Page extract >>
Students put on their entrepreneurial hats
A hands-on sprint helps Honours College students learn how technology can create meaningful impact.
Entrepreneurship is often described as a mindset shaped by creativity, resilience and resourcefulness. But for many students, it remains a black box until they are asked to build something themselves. As the NTU Honours College welcomed its first cohort, one of its priorities was to give students an early, structured exposure to how ideas are translated into impact. This led to the “Startup Sprint: Entrepreneurship in Action” course designed by NTUpreneur to help students understand not just what founders do but how value is created in conditions of uncertainty.
The course posits that students who are strong in technology also need the confidence to apply it meaningfully. Drawing on the Tech for Good movement, the curriculum encourages students to see beyond ingenious technological solutions and start with problems that matter — to themselves, their communities and the broader society. Instead of assuming that ideas are self-evident, students are guided to recognise unmet needs, query their assumptions and understand how technology can address topical challenges.

What this task involves >> Copy the text about the Startup Sprint course word for word, from "The course posits" to "address topical challenges.".

Information given >>
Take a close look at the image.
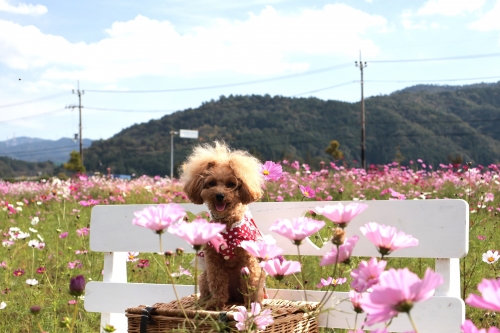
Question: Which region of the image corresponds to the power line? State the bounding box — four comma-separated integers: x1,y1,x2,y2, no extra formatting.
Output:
292,81,357,97
85,106,174,113
0,109,65,123
87,63,350,94
0,145,81,156
365,76,500,83
368,52,500,63
0,92,67,108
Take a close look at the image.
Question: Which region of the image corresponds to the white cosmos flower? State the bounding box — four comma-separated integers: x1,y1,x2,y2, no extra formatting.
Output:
26,279,38,286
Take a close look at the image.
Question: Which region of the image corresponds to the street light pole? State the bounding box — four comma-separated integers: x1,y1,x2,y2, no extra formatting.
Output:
170,130,179,180
354,51,367,170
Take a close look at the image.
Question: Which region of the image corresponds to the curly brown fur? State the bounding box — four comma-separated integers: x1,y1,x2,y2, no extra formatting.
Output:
181,141,265,309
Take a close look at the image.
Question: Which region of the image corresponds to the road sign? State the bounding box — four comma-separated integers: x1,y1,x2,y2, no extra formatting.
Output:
179,130,198,139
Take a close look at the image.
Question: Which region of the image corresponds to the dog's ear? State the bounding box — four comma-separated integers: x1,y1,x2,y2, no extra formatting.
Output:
184,175,204,205
239,180,261,205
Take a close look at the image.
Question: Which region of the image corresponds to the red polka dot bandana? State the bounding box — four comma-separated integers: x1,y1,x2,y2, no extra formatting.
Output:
206,210,263,260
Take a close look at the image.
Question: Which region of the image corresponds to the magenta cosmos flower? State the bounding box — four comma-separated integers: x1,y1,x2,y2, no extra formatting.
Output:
132,204,186,234
168,219,226,249
465,279,500,311
460,319,500,333
240,241,283,261
359,268,443,326
316,202,368,228
234,303,274,332
319,235,359,266
351,257,387,293
260,161,283,180
299,185,316,198
260,259,301,281
269,217,325,245
359,222,418,257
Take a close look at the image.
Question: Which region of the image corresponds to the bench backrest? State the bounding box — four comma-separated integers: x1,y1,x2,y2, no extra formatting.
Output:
85,199,469,332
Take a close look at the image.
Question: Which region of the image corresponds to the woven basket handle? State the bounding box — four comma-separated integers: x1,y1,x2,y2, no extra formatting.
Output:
140,307,155,333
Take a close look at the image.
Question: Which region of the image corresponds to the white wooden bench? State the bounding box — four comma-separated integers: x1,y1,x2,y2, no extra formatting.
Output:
85,199,469,333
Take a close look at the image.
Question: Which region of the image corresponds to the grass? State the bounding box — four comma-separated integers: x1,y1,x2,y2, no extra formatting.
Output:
0,162,500,333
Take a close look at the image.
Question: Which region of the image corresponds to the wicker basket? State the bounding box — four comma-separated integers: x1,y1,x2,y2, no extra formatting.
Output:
126,295,318,333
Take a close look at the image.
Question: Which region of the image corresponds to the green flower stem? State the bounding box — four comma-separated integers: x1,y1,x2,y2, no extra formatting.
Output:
319,245,339,308
194,250,200,299
297,244,307,302
69,297,78,333
408,311,418,333
158,233,196,329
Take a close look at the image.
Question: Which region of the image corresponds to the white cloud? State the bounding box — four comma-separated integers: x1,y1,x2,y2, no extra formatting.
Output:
417,0,486,16
468,0,500,31
0,4,387,83
0,0,47,16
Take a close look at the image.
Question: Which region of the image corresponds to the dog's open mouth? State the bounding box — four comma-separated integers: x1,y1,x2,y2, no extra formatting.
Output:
215,204,226,212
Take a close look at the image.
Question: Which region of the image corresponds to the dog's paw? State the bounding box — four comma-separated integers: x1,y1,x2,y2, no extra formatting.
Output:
204,299,225,311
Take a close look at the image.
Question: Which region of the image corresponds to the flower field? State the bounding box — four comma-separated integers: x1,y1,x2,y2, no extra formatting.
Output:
0,160,500,333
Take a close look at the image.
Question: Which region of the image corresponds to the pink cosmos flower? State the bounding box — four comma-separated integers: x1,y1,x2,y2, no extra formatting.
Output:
299,185,316,198
12,268,24,276
240,241,283,261
483,250,500,265
316,202,368,228
171,265,192,277
460,319,500,333
465,279,500,311
359,222,418,256
349,290,365,313
260,161,283,180
484,192,495,202
79,199,99,207
76,227,90,237
316,276,347,288
260,259,301,281
127,252,139,262
269,217,325,245
168,219,226,248
132,203,186,234
360,268,443,326
68,260,82,269
209,234,227,252
234,303,274,332
319,235,359,266
351,257,387,293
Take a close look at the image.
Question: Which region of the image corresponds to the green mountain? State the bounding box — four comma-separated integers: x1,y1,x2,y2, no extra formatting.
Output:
84,82,500,175
0,156,57,179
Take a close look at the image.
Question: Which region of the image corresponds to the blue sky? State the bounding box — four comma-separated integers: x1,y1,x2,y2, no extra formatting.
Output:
0,0,500,141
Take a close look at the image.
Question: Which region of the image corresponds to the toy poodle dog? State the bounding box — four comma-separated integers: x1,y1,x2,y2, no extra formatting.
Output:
181,141,266,310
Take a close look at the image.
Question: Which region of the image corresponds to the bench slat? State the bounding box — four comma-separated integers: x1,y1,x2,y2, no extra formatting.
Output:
85,282,465,333
90,199,469,258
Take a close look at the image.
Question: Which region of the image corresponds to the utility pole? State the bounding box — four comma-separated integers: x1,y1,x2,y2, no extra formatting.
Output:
170,130,179,180
354,51,367,170
69,81,85,165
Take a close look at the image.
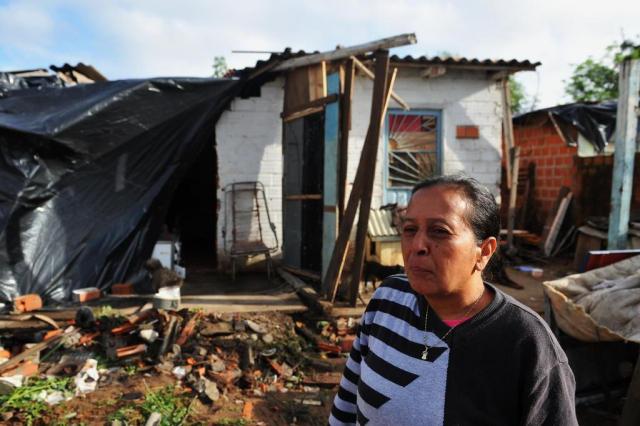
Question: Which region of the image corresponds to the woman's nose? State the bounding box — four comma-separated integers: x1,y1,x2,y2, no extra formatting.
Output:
412,232,429,256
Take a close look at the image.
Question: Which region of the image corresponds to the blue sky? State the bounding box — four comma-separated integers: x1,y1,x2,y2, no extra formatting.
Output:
0,0,640,107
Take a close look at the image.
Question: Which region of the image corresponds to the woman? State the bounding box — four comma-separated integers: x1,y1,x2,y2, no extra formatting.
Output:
329,176,577,425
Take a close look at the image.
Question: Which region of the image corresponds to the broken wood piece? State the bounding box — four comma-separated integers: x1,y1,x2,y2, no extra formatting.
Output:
0,328,66,374
116,343,147,358
338,58,356,220
13,294,42,312
111,323,138,335
281,265,321,281
274,33,418,71
278,268,331,315
350,56,411,111
507,146,520,252
502,78,515,189
322,51,396,302
349,67,398,306
176,312,202,346
280,93,340,123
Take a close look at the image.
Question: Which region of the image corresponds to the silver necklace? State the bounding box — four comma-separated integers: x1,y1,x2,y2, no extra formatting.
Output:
421,288,484,360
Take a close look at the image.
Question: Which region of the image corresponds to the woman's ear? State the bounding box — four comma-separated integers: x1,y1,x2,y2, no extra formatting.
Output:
476,237,498,271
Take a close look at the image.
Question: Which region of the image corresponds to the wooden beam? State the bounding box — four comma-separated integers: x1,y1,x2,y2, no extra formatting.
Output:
420,65,447,79
502,78,514,189
349,68,398,306
280,93,340,123
607,59,640,250
274,33,418,71
322,72,340,282
507,146,520,251
284,194,322,201
338,59,356,223
322,51,389,301
351,56,411,111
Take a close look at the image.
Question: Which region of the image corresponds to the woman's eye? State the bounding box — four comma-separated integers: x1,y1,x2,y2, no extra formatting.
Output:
402,226,416,235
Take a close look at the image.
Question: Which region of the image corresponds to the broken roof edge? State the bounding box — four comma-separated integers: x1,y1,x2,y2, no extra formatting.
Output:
230,33,541,80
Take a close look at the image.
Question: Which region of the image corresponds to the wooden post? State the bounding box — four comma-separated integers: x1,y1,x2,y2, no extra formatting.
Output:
502,78,514,188
349,68,398,306
322,73,340,277
507,146,520,250
338,59,355,223
322,51,389,301
607,59,640,250
620,350,640,426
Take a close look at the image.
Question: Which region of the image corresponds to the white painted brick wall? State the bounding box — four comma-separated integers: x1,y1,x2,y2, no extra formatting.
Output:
216,79,284,262
216,69,502,264
347,69,502,207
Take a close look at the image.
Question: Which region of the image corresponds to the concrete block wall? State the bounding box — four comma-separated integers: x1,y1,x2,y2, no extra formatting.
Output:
216,69,502,259
347,69,502,208
216,78,284,262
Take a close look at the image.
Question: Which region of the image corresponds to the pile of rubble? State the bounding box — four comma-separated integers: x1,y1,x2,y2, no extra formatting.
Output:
0,305,356,424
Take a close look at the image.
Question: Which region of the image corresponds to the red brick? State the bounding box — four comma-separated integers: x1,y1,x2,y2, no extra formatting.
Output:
13,294,42,312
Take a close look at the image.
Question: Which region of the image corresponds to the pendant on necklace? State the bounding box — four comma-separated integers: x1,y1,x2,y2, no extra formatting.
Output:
422,346,429,360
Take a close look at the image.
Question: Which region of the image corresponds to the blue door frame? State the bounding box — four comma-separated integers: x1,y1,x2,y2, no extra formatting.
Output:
382,109,443,206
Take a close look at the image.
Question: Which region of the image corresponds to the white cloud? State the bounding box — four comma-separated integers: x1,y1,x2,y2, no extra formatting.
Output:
0,0,640,106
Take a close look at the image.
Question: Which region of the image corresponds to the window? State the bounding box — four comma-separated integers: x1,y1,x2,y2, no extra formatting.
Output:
386,111,440,190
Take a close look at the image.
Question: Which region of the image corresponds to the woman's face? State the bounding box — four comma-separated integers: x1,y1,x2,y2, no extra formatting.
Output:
401,186,488,296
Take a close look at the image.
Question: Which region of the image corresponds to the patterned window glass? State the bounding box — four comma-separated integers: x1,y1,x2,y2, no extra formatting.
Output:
387,113,438,188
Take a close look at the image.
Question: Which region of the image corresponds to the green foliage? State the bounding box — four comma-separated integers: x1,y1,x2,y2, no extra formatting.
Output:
565,39,640,102
215,417,248,426
0,377,71,425
108,384,193,426
565,57,618,102
212,56,229,78
508,75,530,114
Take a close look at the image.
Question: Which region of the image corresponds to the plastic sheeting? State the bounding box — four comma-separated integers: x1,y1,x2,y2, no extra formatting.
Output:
513,101,617,152
543,256,640,343
0,78,237,302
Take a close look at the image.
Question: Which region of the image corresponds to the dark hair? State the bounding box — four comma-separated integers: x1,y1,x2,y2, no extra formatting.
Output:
411,175,500,241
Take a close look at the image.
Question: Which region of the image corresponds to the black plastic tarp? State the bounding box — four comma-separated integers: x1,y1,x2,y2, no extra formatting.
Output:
513,101,617,152
0,78,237,302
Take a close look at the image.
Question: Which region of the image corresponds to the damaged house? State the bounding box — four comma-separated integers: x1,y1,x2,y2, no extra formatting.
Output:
0,34,538,300
215,38,538,288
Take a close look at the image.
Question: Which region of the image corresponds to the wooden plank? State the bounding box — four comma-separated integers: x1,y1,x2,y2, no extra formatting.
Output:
280,93,340,122
338,59,355,223
349,68,398,306
502,78,513,189
543,192,573,256
607,59,640,250
351,56,411,111
275,33,418,71
507,146,520,250
322,73,340,277
284,194,322,201
322,51,389,301
282,106,324,123
620,350,640,426
281,265,322,282
278,268,331,316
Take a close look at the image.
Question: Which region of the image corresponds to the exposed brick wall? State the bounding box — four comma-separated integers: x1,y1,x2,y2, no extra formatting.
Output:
513,123,577,223
502,122,640,232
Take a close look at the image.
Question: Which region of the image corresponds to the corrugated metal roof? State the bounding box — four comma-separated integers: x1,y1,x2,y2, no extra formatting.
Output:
368,209,400,241
233,47,540,77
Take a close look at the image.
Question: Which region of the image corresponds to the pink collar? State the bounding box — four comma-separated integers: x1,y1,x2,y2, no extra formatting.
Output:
442,317,471,328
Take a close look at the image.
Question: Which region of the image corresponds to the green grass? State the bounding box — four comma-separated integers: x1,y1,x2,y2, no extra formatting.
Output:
107,383,193,426
215,418,249,426
0,377,71,425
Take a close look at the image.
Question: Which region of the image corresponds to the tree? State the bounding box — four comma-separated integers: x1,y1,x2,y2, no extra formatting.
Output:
565,39,640,102
565,57,618,102
213,56,229,78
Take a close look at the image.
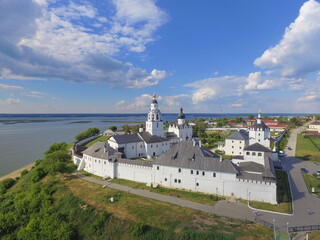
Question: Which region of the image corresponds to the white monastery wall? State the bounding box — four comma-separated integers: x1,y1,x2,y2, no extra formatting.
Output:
224,139,246,156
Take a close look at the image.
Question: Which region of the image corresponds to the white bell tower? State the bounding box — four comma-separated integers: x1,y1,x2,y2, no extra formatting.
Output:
146,94,164,137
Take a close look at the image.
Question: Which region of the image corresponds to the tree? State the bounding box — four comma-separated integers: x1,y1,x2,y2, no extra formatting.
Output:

Response box >>
The course posits that students who are strong in technology also need the confidence to apply it meaningfully. Drawing on the Tech for Good movement, the curriculum encourages students to see beyond ingenious technological solutions and start with problems that matter — to themselves, their communities and the broader society. Instead of assuming that ideas are self-evident, students are guided to recognise unmet needs, query their assumptions and understand how technology can address topical challenges.